(Consignas)
**A.** En el fragmento sobre las elecciones de 2021, ¿qué partido encabeza la intención de voto congresal y con qué porcentaje?
**B.** Reproduce literalmente el pasaje del fragmento sobre las elecciones de 2021 que comienza en "Si es probable" y termina en "contar con parlamentarios.".

(Fragmento)
● ● ●

Mientras tanto, el escenario de las elecciones 2021 empieza a «calentar» motores, con la mayoría de aspirantes desvinculados de la realidad antes descrita. La largada para esta competencia luce más poblada que nunca antes en nuestra historia; 23 candidatos parecen ser parte de una fiebre por la postulación, donde buena parte de ellos esconde apenas su interés por el poder en sí mismo, tras discursos vacíos dedicados al bien común y su voluntad de servirlo.
Las encuestas recientes de IPSOS y el IEP, aunque con matices, muestran una foto inicial similar. George Forsyth sigue apareciendo como cómodo puntero, distanciado de un pelotón inmediato de perseguidores y perseguidoras –Guzmán, Mendoza, Fujimori y Urresti–, aunque descendiendo mes a mes en el último trimestre, en la medida en que tiene que posicionarse y pronunciarse sobre el día a día del país, es decir hacer política. En un segundo grupo se ubican Lescano, De Soto, Humala, Acuña y Salaverry, impulsado por la candidatura congresal de Vizcarra, mientras el resto de aspirantes parecen desde ya condenados al fracaso. Es significativo que, a menos de 120 días de las elecciones, un tercio de los encuestados no sabe por quién votar o ya decidió no hacerlo por nadie (blanco o viciado).
Si es probable que del primer grupo salgan los contendores de la segunda vuelta, es seguro que el próximo Congreso será tanto o más fragmentado que éste; en la intención de voto congresal, la variable se encuentra en la valoración y recordación de las marcas, donde el Partido Morado (12%) es seguido por Somos Perú, Acción Popular, Fuerza Popular y FREPAP. En otras palabras, Forsyth y Mendoza tendrán que trabajar muy duro si quieren contar con parlamentarios.

● ● ●

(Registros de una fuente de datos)
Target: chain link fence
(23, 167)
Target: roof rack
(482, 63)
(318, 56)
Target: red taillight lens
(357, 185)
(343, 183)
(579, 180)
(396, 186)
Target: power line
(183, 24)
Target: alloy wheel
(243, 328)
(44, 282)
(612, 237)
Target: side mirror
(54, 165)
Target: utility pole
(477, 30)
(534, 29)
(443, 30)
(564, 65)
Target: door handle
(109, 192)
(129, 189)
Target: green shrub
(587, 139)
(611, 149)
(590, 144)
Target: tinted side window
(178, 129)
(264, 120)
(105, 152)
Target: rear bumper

● ● ●

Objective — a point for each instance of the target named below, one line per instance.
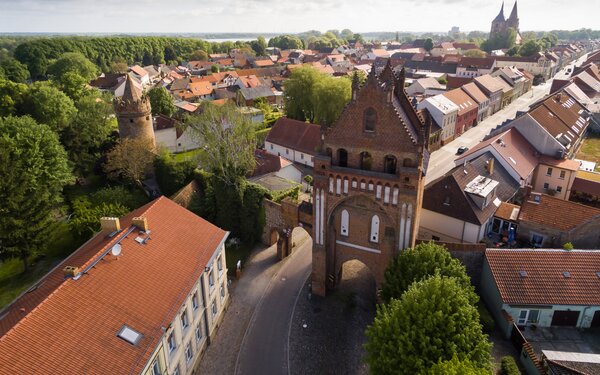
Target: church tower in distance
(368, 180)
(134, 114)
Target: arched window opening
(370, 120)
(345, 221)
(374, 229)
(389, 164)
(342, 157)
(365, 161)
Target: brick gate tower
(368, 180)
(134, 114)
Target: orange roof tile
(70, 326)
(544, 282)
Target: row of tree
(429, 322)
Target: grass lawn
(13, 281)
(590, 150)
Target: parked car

● ● ●

(Soluciones)
**A.** El Partido Morado, con un 12%.

**B.**
Si es probable que del primer grupo salgan los contendores de la segunda vuelta, es seguro que el próximo Congreso será tanto o más fragmentado que éste; en la intención de voto congresal, la variable se encuentra en la valoración y recordación de las marcas, donde el Partido Morado (12%) es seguido por Somos Perú, Acción Popular, Fuerza Popular y FREPAP. En otras palabras, Forsyth y Mendoza tendrán que trabajar muy duro si quieren contar con parlamentarios.